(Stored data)
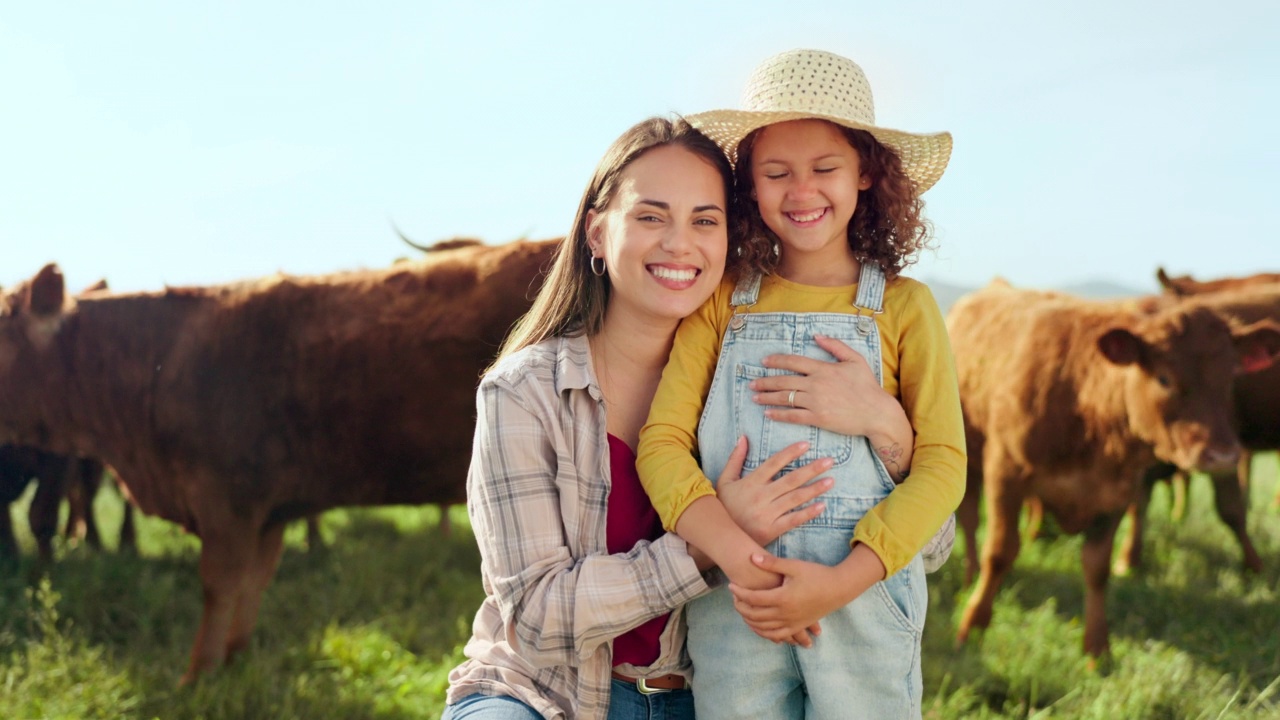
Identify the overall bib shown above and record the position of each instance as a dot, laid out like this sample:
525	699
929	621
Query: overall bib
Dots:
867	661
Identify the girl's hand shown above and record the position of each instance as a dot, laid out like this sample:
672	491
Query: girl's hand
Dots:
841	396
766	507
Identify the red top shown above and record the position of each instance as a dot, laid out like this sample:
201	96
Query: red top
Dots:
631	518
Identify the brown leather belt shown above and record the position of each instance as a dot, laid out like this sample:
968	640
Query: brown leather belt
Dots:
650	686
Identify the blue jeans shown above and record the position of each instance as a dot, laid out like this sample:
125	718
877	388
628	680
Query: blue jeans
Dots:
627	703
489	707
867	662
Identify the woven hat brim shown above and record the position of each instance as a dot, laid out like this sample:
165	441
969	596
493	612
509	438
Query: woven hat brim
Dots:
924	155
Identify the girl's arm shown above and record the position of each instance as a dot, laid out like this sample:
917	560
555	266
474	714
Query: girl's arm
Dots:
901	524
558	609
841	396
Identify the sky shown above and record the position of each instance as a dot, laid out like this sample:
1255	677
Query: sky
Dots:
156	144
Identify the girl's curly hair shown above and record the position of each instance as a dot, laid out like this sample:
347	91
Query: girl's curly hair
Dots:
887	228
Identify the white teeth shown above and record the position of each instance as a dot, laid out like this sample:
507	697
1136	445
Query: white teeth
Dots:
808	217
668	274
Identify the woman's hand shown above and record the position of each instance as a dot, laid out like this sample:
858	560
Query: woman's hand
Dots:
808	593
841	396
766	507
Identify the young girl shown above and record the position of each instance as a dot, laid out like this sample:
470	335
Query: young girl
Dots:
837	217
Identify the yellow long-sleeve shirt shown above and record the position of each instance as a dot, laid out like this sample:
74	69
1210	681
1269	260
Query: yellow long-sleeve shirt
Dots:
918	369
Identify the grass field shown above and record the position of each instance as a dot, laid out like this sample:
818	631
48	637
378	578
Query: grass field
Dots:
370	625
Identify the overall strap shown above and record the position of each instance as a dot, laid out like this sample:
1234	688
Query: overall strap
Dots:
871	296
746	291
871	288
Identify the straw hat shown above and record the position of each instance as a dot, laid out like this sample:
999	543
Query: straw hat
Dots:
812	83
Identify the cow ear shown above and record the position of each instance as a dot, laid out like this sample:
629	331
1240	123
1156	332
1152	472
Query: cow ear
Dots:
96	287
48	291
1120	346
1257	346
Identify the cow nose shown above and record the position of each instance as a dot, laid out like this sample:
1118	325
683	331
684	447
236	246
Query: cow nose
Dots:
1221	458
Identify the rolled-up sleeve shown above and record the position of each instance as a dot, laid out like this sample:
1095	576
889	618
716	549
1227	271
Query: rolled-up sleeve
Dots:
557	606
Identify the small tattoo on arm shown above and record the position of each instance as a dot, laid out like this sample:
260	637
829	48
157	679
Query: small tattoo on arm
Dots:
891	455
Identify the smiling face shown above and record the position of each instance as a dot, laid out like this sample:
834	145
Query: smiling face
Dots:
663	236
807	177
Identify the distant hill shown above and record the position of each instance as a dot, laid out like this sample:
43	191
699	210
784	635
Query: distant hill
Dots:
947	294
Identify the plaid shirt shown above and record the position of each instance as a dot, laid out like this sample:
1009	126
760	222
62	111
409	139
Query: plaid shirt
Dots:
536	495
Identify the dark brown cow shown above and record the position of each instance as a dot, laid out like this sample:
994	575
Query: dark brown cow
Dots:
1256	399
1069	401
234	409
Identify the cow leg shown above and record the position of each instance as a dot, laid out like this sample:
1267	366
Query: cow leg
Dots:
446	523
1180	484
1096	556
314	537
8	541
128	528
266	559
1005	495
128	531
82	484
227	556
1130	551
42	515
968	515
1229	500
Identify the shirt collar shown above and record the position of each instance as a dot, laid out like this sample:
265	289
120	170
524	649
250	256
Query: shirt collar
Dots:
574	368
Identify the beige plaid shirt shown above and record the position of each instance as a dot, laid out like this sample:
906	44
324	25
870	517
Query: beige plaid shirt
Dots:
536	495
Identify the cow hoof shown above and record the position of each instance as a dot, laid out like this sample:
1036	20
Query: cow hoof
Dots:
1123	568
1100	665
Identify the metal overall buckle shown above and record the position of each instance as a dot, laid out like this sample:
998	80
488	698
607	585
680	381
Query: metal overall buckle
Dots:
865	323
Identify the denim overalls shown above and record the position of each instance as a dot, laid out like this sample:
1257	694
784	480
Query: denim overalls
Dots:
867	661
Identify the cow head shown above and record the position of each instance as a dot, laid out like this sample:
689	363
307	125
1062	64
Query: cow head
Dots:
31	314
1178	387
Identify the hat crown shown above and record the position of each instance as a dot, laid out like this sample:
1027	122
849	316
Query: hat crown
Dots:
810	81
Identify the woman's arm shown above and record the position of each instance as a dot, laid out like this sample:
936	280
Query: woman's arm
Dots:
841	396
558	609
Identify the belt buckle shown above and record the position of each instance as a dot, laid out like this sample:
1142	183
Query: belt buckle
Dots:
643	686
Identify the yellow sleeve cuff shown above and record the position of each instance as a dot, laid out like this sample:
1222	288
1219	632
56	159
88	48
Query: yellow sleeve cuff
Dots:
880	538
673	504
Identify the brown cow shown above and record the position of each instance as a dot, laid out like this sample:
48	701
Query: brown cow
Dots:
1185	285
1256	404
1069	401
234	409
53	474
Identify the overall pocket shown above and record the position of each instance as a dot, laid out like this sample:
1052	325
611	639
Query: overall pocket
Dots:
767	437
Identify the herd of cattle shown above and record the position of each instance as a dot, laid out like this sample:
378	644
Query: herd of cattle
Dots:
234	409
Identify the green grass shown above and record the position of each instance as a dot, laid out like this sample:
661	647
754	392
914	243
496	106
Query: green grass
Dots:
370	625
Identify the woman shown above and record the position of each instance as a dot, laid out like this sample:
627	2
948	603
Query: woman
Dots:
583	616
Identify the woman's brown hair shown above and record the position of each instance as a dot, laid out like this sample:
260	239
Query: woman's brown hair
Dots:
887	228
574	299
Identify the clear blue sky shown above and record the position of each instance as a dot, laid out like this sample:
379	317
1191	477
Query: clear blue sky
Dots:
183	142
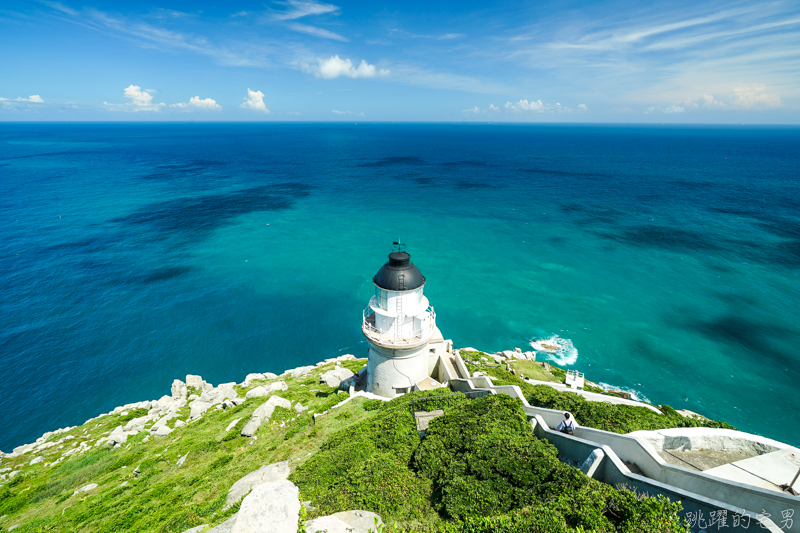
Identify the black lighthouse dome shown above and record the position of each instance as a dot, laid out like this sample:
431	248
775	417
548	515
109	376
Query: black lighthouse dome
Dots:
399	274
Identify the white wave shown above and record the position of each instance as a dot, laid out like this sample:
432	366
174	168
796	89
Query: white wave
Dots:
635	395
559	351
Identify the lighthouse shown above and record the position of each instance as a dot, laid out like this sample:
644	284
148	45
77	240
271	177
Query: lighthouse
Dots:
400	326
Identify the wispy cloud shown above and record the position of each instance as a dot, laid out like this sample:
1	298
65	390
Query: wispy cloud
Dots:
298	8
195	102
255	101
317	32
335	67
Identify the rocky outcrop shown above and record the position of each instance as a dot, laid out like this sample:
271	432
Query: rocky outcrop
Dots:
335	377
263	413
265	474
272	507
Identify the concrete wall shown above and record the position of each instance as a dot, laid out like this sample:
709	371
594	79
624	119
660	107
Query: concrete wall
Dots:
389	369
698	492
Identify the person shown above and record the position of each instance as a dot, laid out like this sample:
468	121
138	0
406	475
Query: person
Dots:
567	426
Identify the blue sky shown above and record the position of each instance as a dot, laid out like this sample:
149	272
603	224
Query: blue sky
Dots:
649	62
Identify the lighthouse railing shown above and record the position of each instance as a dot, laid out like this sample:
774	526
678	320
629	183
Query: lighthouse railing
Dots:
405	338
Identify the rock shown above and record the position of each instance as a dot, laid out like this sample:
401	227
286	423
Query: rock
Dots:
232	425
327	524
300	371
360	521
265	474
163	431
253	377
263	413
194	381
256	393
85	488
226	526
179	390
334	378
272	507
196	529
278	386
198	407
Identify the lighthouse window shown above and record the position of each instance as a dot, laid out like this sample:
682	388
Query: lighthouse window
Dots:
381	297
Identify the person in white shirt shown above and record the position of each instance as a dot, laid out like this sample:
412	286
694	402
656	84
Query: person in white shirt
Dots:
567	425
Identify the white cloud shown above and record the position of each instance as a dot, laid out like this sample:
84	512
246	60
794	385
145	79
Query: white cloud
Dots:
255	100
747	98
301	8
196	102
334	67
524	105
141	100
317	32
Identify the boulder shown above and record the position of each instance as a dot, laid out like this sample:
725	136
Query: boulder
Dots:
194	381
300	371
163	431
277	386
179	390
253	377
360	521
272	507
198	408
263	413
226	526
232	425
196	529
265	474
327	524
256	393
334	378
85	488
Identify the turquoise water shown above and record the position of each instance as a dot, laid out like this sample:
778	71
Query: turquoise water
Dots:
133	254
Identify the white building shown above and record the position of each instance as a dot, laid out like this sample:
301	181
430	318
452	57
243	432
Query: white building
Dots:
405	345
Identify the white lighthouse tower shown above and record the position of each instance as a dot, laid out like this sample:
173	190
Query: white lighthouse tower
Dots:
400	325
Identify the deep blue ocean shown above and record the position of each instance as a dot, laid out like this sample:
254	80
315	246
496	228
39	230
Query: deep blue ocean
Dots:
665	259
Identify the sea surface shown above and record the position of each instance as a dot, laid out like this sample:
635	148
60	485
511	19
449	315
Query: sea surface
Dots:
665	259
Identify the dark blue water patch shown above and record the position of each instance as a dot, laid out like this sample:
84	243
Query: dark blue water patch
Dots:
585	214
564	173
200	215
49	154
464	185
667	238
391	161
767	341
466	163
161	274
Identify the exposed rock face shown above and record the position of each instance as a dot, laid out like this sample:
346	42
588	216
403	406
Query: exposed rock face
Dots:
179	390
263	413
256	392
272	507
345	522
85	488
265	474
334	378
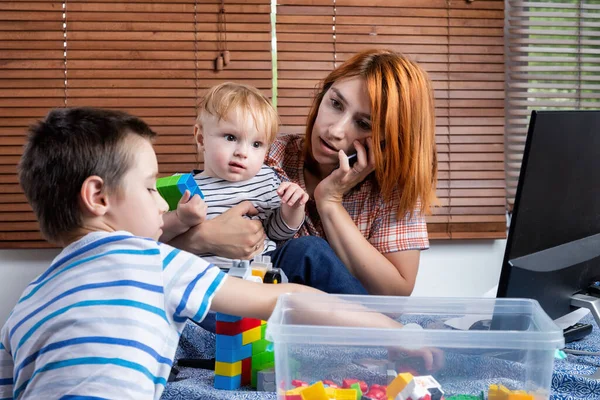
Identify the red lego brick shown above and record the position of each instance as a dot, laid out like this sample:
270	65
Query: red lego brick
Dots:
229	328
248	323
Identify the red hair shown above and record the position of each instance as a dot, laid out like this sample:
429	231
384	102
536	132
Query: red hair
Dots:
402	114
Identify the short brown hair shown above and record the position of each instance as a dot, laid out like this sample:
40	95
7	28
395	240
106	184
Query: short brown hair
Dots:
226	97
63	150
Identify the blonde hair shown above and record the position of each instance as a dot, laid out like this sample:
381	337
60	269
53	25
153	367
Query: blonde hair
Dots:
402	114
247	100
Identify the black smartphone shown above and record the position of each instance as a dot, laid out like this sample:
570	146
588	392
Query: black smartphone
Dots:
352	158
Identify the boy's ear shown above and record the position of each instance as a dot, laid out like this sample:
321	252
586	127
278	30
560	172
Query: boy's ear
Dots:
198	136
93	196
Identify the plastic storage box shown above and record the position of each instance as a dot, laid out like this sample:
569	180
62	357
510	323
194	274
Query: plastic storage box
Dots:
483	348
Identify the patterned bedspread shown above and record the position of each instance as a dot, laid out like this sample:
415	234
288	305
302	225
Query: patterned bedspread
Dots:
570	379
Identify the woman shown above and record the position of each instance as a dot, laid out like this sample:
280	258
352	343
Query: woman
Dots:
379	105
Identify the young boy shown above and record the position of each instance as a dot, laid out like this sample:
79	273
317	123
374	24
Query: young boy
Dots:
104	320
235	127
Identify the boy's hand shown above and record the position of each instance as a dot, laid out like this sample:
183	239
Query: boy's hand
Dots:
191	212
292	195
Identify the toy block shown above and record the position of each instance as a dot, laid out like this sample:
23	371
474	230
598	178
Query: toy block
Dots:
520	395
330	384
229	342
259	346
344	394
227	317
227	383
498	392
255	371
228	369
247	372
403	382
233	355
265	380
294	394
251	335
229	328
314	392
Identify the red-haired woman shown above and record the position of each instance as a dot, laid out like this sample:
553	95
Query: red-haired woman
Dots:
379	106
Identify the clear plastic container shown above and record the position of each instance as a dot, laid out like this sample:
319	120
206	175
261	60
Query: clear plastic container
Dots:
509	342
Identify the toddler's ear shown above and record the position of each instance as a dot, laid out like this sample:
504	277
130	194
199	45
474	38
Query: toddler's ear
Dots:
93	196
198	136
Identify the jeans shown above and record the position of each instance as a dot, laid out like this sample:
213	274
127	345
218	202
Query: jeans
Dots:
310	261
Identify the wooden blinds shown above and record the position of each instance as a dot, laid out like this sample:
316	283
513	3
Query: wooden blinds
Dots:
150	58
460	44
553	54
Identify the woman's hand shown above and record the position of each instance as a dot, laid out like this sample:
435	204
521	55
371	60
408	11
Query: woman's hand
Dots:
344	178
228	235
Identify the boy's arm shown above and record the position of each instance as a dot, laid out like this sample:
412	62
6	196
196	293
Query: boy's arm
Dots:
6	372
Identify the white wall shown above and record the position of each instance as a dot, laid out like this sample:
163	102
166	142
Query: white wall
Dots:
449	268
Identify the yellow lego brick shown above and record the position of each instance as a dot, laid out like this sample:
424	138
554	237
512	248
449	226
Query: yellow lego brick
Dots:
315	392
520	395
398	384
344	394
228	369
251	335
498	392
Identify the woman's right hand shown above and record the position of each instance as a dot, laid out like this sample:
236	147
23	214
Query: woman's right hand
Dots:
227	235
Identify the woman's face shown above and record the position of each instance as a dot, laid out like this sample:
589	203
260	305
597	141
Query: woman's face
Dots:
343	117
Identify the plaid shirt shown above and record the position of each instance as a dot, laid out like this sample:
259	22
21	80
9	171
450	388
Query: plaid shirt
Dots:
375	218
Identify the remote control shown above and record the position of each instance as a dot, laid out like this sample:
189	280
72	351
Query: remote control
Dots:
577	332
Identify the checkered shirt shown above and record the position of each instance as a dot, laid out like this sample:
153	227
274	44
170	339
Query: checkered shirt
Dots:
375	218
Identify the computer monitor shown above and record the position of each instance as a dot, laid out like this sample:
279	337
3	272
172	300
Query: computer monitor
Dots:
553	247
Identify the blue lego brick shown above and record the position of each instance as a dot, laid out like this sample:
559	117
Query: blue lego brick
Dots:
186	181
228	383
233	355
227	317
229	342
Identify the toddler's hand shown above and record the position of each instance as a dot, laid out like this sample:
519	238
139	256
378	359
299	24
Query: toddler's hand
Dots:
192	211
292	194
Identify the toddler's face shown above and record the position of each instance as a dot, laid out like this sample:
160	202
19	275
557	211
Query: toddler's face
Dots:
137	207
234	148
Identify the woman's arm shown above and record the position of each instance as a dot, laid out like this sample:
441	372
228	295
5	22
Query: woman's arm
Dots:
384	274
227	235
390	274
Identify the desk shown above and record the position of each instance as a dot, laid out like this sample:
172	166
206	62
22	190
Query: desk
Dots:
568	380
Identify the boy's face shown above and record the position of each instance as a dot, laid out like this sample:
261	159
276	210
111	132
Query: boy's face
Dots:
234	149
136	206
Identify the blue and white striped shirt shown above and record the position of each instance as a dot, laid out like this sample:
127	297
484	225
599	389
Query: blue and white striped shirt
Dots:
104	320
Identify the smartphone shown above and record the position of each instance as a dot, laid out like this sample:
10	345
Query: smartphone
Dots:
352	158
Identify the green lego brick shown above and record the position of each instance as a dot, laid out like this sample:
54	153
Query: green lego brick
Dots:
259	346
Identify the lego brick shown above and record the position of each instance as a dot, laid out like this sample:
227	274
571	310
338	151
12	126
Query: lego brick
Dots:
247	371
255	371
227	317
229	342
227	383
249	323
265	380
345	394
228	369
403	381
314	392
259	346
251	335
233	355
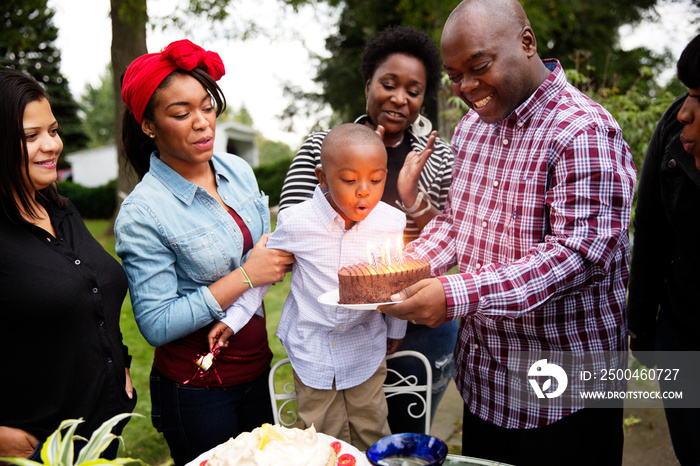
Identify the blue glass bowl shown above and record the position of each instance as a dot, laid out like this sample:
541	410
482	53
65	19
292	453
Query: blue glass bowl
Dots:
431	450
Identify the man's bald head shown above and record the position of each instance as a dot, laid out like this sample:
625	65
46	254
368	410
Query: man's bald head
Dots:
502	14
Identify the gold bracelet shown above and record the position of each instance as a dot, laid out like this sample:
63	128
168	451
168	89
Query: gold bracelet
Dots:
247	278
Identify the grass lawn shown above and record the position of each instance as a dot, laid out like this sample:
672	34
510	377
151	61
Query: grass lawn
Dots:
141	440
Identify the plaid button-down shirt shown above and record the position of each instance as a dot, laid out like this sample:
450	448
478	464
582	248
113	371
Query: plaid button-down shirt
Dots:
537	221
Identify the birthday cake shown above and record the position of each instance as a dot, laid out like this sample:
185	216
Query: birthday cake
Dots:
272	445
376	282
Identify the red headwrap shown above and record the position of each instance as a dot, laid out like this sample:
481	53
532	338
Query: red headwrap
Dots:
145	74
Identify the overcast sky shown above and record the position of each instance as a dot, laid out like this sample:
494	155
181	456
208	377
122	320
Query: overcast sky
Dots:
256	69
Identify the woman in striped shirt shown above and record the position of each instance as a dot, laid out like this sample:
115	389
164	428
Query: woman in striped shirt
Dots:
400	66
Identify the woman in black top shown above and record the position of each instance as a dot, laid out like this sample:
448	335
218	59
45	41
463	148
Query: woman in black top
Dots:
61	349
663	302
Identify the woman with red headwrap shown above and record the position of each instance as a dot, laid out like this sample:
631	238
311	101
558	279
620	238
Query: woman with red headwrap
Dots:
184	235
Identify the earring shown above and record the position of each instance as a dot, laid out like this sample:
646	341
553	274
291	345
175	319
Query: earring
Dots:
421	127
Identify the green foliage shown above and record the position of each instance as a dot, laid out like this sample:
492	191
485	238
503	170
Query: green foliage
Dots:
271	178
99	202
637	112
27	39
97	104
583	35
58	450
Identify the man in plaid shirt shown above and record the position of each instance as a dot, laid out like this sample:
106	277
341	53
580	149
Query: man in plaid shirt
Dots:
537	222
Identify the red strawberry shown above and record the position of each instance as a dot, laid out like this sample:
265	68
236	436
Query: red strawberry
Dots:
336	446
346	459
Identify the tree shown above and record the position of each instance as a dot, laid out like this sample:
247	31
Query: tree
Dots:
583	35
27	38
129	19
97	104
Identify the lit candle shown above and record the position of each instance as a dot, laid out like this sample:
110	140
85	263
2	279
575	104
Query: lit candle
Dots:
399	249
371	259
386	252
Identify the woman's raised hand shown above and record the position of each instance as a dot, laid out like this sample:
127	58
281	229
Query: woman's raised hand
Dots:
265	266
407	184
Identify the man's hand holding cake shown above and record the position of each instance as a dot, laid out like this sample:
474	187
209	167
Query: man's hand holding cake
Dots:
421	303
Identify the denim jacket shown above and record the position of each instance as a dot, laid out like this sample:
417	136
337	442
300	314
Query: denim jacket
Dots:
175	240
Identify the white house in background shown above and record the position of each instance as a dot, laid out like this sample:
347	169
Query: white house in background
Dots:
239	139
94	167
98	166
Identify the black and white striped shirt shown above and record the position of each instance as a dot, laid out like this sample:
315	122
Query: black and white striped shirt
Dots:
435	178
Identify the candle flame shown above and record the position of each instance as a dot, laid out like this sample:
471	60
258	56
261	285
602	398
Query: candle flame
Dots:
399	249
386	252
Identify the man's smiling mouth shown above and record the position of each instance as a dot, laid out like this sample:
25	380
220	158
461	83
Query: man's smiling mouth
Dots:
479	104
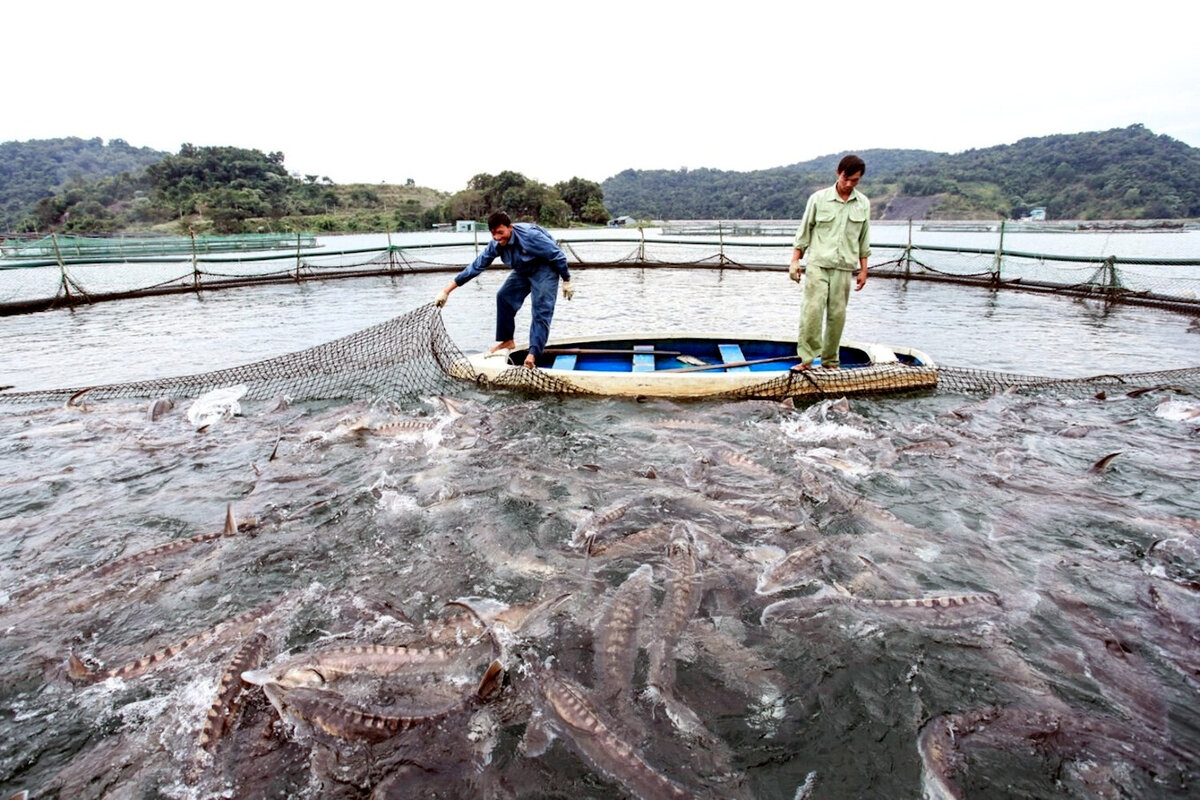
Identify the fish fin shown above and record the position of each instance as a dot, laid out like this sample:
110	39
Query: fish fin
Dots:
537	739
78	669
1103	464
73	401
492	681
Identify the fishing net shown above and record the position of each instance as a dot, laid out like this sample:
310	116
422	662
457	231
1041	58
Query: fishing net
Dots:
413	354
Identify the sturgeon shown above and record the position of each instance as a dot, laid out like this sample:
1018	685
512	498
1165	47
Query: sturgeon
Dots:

§ **TASK**: Write out exactly the lines beginning with the line that holds "Identify the man's smiling" and ending with the final line of the data, both ends included, without the pictures.

§ **WRITTEN RESPONSE**:
Identify the man's smiling mouth shown above and record the position of each instance as a dot, laid out like this sample:
25	380
220	158
461	83
Query: man's smiling mouth
Dots:
479	104
Identify the fish fin shown above and record the position of each instance as a dot, laid out like this sample:
110	39
Query: fish fin
Dots:
537	739
78	669
1103	464
73	401
492	681
Identify the fishing net shown above and record the position of each instance as a dot, laid out like this sample:
310	116
422	662
457	231
1041	58
Query: fishing net
Dots:
413	354
Identify the sturgeon shown above and record the position of each instance as a dot, laid out like this sample:
1018	685
512	498
1165	47
Query: sturgeon
Dots:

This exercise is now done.